Aim: Leave out the pictures, and quote exactly the lines running from the one with "Objective — for every instance of the grassy" through the last line of the entries below.
** begin Records shown **
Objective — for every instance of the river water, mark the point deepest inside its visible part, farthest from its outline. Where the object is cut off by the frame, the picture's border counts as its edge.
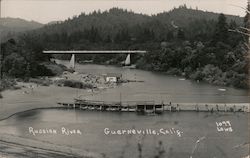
(159, 87)
(182, 135)
(189, 133)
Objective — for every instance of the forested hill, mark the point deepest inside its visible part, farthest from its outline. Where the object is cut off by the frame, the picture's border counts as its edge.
(116, 19)
(183, 41)
(10, 26)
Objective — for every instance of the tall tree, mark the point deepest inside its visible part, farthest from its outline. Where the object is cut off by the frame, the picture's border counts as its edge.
(221, 30)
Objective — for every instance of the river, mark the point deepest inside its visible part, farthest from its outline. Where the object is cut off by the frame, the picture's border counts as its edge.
(159, 87)
(178, 135)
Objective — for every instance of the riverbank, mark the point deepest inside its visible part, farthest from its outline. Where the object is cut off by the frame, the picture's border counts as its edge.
(14, 146)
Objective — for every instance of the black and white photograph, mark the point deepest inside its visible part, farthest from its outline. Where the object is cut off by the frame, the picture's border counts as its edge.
(124, 79)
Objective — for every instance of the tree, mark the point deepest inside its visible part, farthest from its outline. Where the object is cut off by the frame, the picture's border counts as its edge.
(221, 30)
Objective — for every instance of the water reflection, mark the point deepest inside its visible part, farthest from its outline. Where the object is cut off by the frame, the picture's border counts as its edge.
(92, 124)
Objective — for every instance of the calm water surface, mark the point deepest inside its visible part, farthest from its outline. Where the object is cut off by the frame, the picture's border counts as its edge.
(193, 126)
(159, 87)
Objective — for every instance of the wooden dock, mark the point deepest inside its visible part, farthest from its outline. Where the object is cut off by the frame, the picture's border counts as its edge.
(156, 108)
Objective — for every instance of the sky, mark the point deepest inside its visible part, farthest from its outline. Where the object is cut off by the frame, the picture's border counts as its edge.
(45, 11)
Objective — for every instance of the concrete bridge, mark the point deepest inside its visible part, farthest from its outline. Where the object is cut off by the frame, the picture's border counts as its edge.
(73, 52)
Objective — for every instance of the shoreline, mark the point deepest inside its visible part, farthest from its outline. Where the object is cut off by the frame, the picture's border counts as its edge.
(16, 146)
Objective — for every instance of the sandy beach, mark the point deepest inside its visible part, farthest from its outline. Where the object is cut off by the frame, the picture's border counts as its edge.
(34, 96)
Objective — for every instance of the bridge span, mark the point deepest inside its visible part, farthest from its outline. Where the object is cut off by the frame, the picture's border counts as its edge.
(73, 52)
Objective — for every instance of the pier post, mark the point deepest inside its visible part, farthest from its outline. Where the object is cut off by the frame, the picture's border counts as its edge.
(178, 107)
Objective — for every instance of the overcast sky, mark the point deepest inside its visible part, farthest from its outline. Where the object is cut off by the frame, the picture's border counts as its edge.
(45, 11)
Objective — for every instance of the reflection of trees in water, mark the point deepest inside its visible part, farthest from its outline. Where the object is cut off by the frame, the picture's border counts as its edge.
(28, 114)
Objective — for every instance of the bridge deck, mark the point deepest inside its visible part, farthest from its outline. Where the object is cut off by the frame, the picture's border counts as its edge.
(96, 52)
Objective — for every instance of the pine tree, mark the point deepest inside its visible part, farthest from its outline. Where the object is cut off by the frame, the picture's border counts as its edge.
(221, 30)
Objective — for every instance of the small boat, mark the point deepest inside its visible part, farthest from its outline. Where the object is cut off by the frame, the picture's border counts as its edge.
(125, 109)
(83, 107)
(222, 89)
(91, 108)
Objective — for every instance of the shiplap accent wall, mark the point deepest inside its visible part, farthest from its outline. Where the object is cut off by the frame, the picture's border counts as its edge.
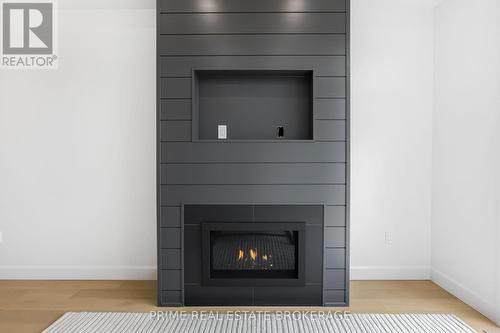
(257, 34)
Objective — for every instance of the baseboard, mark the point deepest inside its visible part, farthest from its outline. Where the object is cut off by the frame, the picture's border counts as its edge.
(389, 273)
(77, 273)
(464, 294)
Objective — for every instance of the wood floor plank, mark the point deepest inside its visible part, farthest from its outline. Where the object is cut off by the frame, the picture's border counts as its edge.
(31, 306)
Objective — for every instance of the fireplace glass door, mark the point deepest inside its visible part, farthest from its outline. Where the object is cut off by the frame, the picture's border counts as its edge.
(253, 253)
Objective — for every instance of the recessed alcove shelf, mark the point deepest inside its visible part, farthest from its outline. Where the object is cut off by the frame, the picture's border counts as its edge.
(253, 105)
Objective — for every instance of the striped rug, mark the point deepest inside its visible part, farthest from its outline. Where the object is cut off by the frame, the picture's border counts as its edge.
(90, 322)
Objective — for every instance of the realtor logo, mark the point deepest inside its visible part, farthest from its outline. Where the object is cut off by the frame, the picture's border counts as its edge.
(28, 39)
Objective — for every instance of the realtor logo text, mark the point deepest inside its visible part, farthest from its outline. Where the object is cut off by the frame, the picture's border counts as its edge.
(28, 34)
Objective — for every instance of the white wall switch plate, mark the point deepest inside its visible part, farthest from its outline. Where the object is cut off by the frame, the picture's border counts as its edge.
(222, 132)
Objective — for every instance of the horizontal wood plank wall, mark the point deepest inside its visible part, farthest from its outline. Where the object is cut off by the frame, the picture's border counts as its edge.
(257, 34)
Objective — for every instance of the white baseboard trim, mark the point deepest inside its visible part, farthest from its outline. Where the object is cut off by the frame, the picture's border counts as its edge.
(464, 294)
(77, 273)
(390, 273)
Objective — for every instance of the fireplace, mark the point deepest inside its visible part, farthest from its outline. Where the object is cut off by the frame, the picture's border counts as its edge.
(253, 254)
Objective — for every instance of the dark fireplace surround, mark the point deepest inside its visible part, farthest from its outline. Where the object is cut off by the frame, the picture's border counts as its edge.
(253, 153)
(253, 254)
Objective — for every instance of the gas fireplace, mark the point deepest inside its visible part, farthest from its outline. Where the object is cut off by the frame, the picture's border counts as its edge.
(253, 254)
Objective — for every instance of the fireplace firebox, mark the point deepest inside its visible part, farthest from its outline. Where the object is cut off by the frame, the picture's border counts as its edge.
(253, 254)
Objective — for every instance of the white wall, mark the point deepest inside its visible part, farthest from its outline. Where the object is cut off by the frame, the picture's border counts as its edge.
(392, 86)
(77, 150)
(466, 147)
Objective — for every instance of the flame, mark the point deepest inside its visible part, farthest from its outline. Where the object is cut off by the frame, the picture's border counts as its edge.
(241, 254)
(253, 254)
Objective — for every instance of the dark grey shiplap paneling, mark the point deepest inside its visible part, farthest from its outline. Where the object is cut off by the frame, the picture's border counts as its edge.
(244, 23)
(210, 174)
(264, 152)
(330, 130)
(171, 279)
(334, 279)
(334, 258)
(237, 194)
(170, 217)
(180, 109)
(175, 109)
(335, 216)
(330, 87)
(175, 131)
(335, 237)
(170, 238)
(330, 108)
(175, 88)
(224, 34)
(183, 66)
(182, 6)
(180, 130)
(170, 259)
(177, 45)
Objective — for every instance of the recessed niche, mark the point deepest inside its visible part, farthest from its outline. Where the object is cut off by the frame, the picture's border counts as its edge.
(253, 105)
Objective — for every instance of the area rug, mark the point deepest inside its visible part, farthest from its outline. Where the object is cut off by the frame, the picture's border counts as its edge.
(91, 322)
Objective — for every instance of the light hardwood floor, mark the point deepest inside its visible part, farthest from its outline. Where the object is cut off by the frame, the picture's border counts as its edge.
(31, 306)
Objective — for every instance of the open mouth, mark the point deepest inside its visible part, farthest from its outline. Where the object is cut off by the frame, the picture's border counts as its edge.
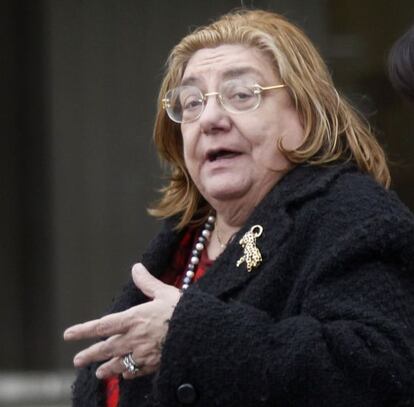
(221, 155)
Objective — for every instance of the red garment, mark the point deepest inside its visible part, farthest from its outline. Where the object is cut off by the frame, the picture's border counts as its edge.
(174, 276)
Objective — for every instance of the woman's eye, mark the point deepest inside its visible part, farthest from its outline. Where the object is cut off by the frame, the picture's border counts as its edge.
(239, 95)
(191, 103)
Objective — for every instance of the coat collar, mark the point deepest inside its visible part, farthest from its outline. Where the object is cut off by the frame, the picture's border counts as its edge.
(299, 185)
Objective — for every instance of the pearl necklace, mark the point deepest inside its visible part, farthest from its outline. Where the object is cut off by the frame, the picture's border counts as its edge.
(196, 253)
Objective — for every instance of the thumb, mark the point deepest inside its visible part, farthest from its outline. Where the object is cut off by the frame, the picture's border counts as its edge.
(145, 281)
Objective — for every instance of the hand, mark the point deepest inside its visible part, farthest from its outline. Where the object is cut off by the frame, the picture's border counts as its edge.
(140, 330)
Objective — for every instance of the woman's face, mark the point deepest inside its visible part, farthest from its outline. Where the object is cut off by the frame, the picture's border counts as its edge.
(233, 156)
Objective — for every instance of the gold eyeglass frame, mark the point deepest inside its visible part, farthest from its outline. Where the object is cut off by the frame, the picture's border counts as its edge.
(257, 90)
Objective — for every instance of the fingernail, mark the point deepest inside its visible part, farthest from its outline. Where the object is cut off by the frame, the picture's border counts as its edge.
(68, 334)
(77, 361)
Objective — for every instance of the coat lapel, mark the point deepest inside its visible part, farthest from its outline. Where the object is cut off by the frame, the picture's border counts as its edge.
(273, 214)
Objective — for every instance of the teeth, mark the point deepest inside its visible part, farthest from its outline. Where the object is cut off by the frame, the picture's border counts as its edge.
(221, 154)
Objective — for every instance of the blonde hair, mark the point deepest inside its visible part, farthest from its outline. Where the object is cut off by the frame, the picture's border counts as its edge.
(333, 129)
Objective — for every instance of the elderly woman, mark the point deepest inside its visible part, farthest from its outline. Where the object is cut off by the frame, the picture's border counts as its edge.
(284, 272)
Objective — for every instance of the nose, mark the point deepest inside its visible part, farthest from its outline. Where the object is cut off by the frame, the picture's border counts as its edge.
(214, 117)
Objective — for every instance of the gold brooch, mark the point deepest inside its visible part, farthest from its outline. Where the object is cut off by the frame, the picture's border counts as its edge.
(252, 255)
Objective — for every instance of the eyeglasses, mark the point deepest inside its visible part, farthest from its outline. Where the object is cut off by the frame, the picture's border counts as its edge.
(185, 104)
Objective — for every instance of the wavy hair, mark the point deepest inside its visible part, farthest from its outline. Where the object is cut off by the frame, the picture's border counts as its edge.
(333, 130)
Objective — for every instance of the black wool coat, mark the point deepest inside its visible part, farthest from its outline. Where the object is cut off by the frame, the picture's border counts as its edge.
(325, 320)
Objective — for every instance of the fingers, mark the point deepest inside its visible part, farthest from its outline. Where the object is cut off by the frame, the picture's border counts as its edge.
(109, 325)
(146, 364)
(145, 281)
(104, 350)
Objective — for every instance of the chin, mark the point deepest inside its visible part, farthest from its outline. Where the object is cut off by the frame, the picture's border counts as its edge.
(226, 192)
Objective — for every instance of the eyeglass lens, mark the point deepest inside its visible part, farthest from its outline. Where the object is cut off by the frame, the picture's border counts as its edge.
(186, 103)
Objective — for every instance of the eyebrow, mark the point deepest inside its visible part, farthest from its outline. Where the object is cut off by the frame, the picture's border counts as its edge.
(228, 74)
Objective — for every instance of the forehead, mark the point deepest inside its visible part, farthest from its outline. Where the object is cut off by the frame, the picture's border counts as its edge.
(227, 61)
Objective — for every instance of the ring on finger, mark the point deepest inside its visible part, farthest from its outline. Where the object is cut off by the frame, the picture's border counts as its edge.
(130, 364)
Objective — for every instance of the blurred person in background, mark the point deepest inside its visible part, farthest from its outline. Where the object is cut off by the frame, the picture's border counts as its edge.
(401, 65)
(283, 274)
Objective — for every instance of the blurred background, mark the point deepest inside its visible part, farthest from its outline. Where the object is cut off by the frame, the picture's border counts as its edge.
(79, 80)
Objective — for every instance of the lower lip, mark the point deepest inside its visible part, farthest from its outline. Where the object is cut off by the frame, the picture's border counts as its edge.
(223, 162)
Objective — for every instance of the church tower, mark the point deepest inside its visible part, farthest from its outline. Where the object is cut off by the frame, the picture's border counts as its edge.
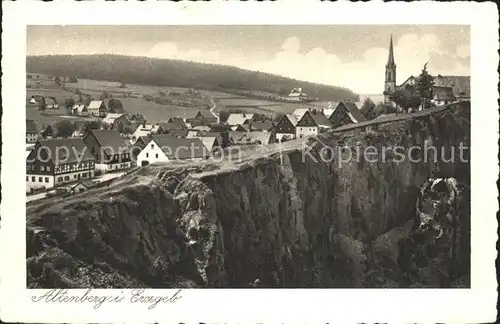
(390, 74)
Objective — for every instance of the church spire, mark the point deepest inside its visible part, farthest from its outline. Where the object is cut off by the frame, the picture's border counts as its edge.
(390, 60)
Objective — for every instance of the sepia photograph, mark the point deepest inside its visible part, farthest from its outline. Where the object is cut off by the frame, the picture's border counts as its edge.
(248, 156)
(249, 162)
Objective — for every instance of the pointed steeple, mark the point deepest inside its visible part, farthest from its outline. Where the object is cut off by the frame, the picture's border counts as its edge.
(390, 60)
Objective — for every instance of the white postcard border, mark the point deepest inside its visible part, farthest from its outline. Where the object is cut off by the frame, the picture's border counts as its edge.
(477, 304)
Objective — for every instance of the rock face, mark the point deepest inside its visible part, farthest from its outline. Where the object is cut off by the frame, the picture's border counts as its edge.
(304, 217)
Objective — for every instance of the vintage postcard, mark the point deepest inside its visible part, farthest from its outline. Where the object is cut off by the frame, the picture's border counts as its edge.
(333, 162)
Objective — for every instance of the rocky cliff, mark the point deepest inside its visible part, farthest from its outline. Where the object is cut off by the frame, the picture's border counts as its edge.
(306, 215)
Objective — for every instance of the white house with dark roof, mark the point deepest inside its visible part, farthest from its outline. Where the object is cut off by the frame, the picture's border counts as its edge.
(165, 148)
(97, 108)
(238, 119)
(56, 162)
(110, 150)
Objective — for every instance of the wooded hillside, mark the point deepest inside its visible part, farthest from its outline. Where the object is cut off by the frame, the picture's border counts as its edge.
(164, 72)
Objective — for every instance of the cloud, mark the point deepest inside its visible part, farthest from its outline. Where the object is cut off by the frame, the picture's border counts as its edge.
(463, 51)
(364, 75)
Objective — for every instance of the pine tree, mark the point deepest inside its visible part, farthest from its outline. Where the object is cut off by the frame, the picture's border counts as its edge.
(424, 85)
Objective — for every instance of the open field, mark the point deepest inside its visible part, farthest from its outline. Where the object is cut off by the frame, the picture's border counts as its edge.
(58, 93)
(51, 116)
(155, 112)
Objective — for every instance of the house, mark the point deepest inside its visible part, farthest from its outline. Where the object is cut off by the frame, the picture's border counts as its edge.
(210, 142)
(311, 123)
(110, 151)
(442, 95)
(145, 130)
(51, 103)
(261, 126)
(204, 117)
(164, 128)
(238, 119)
(47, 131)
(36, 99)
(251, 138)
(31, 131)
(346, 113)
(459, 84)
(56, 162)
(97, 108)
(192, 133)
(286, 127)
(82, 185)
(179, 121)
(115, 121)
(164, 148)
(298, 113)
(80, 110)
(178, 133)
(202, 128)
(241, 128)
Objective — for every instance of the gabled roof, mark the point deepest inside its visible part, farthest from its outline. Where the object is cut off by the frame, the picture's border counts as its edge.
(443, 93)
(31, 126)
(87, 183)
(184, 148)
(250, 137)
(110, 140)
(94, 104)
(111, 117)
(321, 120)
(170, 126)
(291, 118)
(182, 133)
(298, 113)
(318, 117)
(208, 141)
(460, 84)
(238, 119)
(79, 107)
(62, 151)
(206, 114)
(202, 128)
(261, 126)
(353, 111)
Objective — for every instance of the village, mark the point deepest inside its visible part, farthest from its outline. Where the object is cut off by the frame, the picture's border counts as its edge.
(106, 142)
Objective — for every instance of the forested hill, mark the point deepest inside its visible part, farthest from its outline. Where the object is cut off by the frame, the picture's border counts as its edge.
(165, 72)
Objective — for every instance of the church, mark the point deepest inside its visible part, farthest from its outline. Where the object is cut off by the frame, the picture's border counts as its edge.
(446, 89)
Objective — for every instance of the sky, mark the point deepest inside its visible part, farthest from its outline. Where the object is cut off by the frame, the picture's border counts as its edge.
(351, 56)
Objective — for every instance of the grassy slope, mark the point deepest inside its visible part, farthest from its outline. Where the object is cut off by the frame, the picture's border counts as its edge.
(162, 72)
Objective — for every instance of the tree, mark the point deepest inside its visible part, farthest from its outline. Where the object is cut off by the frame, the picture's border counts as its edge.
(104, 95)
(89, 125)
(424, 84)
(368, 108)
(40, 104)
(64, 128)
(115, 106)
(406, 98)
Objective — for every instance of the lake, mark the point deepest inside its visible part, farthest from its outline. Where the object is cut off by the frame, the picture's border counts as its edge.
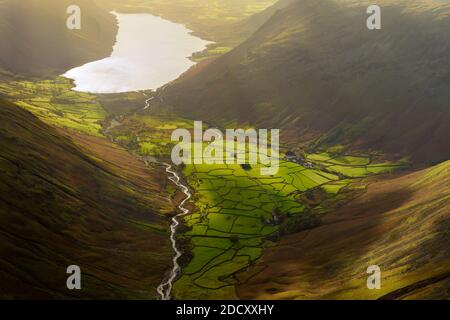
(149, 52)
** end Records shown **
Task result:
Objective — for every instance of the grassy slope, mark the point deepest inside its visible part, farthest from its outline. Where the object is cut off by the frame, the picture's border counts as its edge.
(162, 72)
Objective — for every instance of the tree, mark the point deepest inside its visible part, farthest from its outline. Where the object is cut off by the frame, the picture's border counts as its edge.
(104, 95)
(89, 125)
(424, 84)
(368, 108)
(40, 104)
(64, 128)
(115, 106)
(406, 98)
Objective — for every instance of the lake, mark the point deepest inside its visible part, farthest from its outline. Where the object is cut off by the frame, the picture's border counts as its edge.
(149, 52)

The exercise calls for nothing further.